• Page extract:
- - - - - - -

Feature Article February 2011

Simon Fraser

Head of the UK Diplomatic Service

Simon Fraser underlined the strategic importance of the political and economic relationship between the UK and Japan on a recent trip to Japan. Simon is the permanent under secretary and head of the Diplomatic Service, in other words, the senior foreign policy adviser to the foreign secretary, also responsible for managing the Foreign and Commonwealth Office in London, and British Embassies and High Commissions around the world.

Speaking ahead of his visit on 12-14 January, Simon said, “The UK is determined to deepen its relations with Japan. We share many values and work closely on the full range of international issues, including Afghanistan, Iran and nuclear non-proliferation. The trade and investment relationship between our countries is, of course, hugely important. The UK government is 100% committed to creating an open, welcoming environment for foreign investment, and Japan is a crucial partner in this. Japanese firms are vitally important to the UK’s economy and economic recovery, and we will welcome and support new investment alongside existing commitments”.

During his visit to Tokyo Simon met with a range of government officials, Japanese business organisations, British businesses and inward investors. At events organised by UK Trade & Investment (UKTI), he heard from representatives of the British and Japanese business worlds about the benefits and challenges they face.

- - - - - - -

• Extracted records:
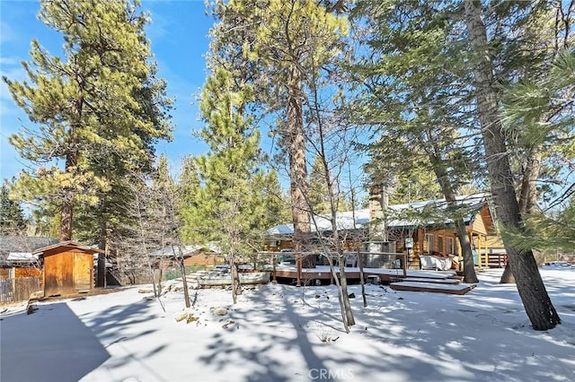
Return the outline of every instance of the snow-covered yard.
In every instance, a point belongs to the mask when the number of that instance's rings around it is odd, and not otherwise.
[[[500,273],[481,273],[464,296],[367,285],[367,308],[353,285],[349,334],[331,286],[268,284],[235,306],[229,291],[190,290],[189,324],[175,319],[181,290],[164,295],[165,312],[144,287],[38,303],[31,315],[13,308],[0,317],[0,380],[573,380],[575,272],[542,268],[563,321],[549,332],[531,329]]]

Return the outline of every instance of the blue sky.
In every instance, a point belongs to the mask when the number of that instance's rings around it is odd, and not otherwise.
[[[175,126],[173,140],[162,142],[157,152],[166,154],[172,170],[189,154],[202,153],[207,146],[192,137],[198,129],[198,108],[194,95],[203,85],[206,68],[203,55],[208,51],[207,38],[214,20],[206,15],[202,0],[143,0],[142,10],[151,13],[146,35],[158,63],[159,77],[168,82],[168,95],[175,99],[172,110]],[[0,0],[0,74],[11,80],[26,78],[22,61],[30,59],[32,39],[52,55],[60,55],[62,36],[52,31],[36,15],[37,1]],[[26,166],[8,143],[8,136],[22,125],[31,126],[24,114],[12,100],[4,82],[0,84],[0,178],[10,178]]]

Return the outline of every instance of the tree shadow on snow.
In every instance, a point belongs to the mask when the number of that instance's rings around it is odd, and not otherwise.
[[[110,357],[66,303],[36,307],[2,319],[0,380],[77,381]]]
[[[367,308],[360,298],[352,300],[357,325],[346,334],[337,329],[341,324],[334,289],[307,288],[303,301],[293,293],[296,287],[264,286],[249,294],[252,308],[230,312],[234,325],[214,336],[199,360],[215,369],[250,370],[243,378],[236,374],[235,380],[252,382],[523,380],[525,376],[535,381],[571,375],[575,357],[567,354],[574,354],[573,346],[533,331],[517,292],[489,287],[501,292],[486,300],[492,294],[481,290],[453,296],[370,286]],[[360,296],[358,288],[349,291]],[[239,334],[244,330],[250,331],[249,343]],[[323,342],[328,335],[337,342]]]

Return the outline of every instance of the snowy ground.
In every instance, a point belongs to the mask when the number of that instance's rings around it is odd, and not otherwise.
[[[39,303],[0,316],[0,380],[9,381],[572,381],[575,272],[542,268],[562,325],[530,327],[500,270],[464,296],[367,285],[342,332],[333,287],[268,284],[190,290],[196,321],[176,322],[181,291],[162,302],[144,287]],[[229,308],[216,316],[213,308]]]

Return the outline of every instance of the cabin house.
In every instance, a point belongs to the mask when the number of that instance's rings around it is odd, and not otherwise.
[[[94,255],[101,249],[64,241],[33,252],[44,262],[44,296],[71,295],[93,289]]]
[[[0,280],[42,276],[38,255],[32,252],[58,243],[58,239],[0,236]]]
[[[183,258],[185,267],[210,268],[224,263],[219,247],[212,244],[206,246],[166,246],[153,253],[153,256],[162,268],[178,266],[180,256]]]
[[[370,204],[367,209],[338,213],[336,221],[341,236],[345,237],[346,247],[358,247],[366,252],[405,253],[409,267],[420,269],[422,256],[450,258],[454,266],[463,263],[459,261],[461,248],[454,220],[450,217],[456,214],[465,224],[472,248],[478,254],[476,265],[481,266],[479,254],[489,253],[491,241],[488,239],[495,235],[488,197],[486,194],[459,196],[455,211],[447,208],[445,199],[389,205],[385,213],[377,207],[381,204],[376,203]],[[310,240],[311,246],[318,238],[331,235],[329,218],[318,215],[313,220],[318,224],[311,227],[315,237]],[[266,250],[292,247],[292,224],[272,227],[265,232]],[[483,262],[487,261],[482,258]]]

- - - - - - -

• What you are asked to do: Rewrite the feature article on Simon Fraser, starting with "Feature Article February" and going on through "around the world.", with "Foreign Service" in place of "Diplomatic Service".

• Expected answer:
Feature Article February 2011

Simon Fraser

Head of the UK Foreign Service

Simon Fraser underlined the strategic importance of the political and economic relationship between the UK and Japan on a recent trip to Japan. Simon is the permanent under secretary and head of the Foreign Service, in other words, the senior foreign policy adviser to the foreign secretary, also responsible for managing the Foreign and Commonwealth Office in London, and British Embassies and High Commissions around the world.